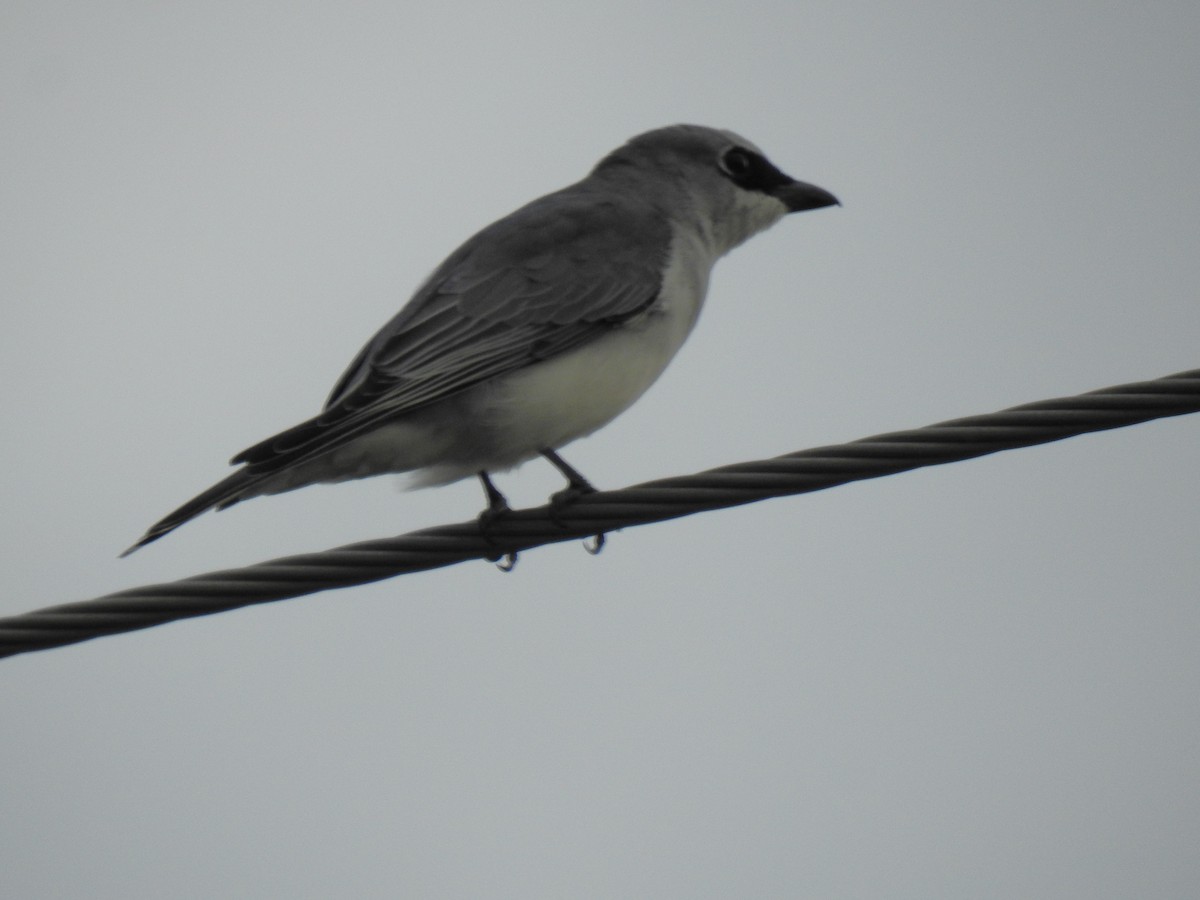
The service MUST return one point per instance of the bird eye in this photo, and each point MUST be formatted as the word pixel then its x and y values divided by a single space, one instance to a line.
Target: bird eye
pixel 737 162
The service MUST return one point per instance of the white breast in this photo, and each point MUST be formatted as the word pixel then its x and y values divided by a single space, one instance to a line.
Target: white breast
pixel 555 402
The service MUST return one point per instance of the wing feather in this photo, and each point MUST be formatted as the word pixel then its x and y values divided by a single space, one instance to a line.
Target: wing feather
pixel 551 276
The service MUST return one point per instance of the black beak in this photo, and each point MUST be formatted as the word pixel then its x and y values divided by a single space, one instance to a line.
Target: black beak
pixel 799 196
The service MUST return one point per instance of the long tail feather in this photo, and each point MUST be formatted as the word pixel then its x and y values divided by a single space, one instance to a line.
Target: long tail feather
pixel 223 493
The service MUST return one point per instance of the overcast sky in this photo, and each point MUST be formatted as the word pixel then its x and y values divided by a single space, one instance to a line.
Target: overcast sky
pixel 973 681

==

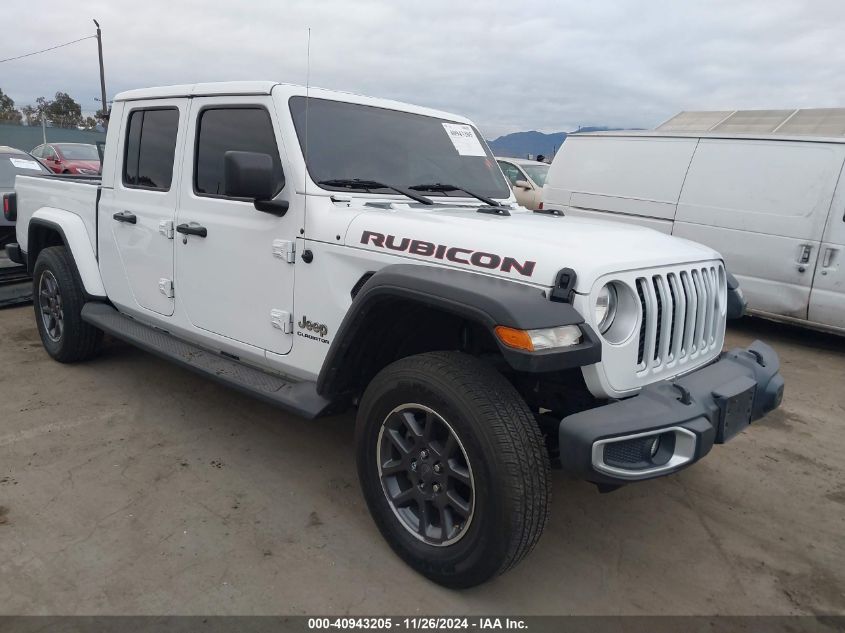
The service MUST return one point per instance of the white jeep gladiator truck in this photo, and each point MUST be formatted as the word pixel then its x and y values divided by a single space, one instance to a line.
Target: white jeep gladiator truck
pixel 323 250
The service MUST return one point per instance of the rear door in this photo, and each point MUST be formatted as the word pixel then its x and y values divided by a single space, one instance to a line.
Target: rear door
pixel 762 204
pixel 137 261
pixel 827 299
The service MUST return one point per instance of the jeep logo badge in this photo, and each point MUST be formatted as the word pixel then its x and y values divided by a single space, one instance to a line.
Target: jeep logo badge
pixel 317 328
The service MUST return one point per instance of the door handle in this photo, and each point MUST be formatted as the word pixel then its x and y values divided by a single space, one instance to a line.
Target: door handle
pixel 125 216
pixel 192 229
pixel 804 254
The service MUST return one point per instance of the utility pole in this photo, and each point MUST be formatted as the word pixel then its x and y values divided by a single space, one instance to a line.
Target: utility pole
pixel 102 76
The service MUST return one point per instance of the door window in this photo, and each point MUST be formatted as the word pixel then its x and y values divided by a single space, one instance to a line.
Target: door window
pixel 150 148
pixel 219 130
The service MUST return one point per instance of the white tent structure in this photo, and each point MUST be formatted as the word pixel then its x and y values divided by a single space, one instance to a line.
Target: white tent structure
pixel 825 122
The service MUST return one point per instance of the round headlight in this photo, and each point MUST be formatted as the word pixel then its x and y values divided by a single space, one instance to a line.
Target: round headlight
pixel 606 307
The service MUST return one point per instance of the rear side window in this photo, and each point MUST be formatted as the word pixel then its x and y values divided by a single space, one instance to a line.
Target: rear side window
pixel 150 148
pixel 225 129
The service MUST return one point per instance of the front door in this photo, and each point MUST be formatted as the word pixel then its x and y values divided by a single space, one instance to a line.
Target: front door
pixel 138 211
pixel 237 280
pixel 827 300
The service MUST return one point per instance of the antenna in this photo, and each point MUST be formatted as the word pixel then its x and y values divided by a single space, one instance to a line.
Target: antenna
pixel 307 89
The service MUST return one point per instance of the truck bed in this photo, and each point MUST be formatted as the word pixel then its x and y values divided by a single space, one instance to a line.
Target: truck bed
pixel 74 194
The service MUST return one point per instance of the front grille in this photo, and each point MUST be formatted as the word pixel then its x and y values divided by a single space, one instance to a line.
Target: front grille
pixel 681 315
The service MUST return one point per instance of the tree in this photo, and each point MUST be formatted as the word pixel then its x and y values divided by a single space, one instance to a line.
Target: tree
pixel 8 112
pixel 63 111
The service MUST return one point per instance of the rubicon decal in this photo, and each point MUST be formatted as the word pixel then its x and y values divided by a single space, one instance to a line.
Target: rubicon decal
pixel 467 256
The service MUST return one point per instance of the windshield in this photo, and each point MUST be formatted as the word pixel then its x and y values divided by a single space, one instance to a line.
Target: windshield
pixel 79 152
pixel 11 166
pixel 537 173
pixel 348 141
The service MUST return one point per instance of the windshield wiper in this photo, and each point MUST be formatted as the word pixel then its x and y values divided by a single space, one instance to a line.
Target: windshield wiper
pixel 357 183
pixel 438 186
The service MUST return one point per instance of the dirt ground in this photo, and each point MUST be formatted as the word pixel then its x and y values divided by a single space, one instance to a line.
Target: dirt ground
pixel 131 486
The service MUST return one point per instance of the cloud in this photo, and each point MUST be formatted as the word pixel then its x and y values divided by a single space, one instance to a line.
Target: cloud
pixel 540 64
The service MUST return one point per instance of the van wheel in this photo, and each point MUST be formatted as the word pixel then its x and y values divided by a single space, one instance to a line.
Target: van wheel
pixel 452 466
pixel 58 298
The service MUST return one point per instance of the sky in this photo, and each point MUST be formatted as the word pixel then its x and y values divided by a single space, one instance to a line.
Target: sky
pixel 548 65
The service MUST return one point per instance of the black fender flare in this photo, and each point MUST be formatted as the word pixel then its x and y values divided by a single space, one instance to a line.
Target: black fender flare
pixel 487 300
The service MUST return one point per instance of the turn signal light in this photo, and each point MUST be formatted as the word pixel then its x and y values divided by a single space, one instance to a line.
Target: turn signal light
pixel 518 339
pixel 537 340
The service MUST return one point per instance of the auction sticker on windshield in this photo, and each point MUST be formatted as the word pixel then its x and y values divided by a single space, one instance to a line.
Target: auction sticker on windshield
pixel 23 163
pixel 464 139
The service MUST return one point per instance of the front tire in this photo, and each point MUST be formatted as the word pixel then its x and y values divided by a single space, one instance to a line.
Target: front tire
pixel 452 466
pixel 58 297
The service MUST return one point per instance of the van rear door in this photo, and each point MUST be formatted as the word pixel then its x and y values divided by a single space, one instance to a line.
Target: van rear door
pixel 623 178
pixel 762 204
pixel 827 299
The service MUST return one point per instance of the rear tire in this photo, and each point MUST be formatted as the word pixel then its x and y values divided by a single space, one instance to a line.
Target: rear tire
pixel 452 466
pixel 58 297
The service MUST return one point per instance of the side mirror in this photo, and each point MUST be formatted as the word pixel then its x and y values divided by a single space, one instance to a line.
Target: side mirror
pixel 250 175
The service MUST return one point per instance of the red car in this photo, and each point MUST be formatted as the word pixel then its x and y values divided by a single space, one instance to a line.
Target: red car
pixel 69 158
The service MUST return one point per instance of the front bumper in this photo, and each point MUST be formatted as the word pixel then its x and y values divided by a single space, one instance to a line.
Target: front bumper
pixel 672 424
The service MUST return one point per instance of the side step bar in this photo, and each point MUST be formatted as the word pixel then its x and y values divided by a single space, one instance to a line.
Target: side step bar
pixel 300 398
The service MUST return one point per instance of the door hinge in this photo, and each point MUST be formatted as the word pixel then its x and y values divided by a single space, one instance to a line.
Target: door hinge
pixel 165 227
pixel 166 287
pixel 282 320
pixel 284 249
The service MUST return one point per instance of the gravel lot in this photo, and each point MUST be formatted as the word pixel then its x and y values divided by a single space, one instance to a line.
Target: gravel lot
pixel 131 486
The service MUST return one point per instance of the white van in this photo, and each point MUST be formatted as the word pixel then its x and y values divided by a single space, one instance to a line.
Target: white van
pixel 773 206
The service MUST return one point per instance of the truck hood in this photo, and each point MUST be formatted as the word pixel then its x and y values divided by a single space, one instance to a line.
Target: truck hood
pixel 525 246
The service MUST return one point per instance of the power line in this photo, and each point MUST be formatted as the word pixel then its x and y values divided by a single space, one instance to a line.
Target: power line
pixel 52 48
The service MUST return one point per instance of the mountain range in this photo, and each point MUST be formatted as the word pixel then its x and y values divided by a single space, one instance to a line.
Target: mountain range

# [The request]
Copy the listing above word for word, starting at the line that contains "The service MUST return one point per instance of the bird" and ending at the line that contains "pixel 799 196", with both of those lines included.

# [Correct answer]
The service MUST return one point per instance of the bird eye in this photo, and each point MUST be formatted as the word pixel then its x and y values divided by a single space, one instance to a line.
Target: bird eye
pixel 737 162
The service MUST return one point per instance of the white breast in this photo, and each point MUST be formatted as the word pixel then its x and y values divided by a single space, one instance to a line.
Target: white breast
pixel 555 402
The service MUST return one point per instance of the wing feather in this photo, and each point MUST be formatted as the word pixel then its x and y values divided by a single space, one instance to a line.
Target: wing feather
pixel 551 276
The service MUST return one point per instance of the black beak in this photo, and each point MUST be formatted as the word pixel then its x and y values divided by a single space, one instance to a line.
Target: black beak
pixel 799 196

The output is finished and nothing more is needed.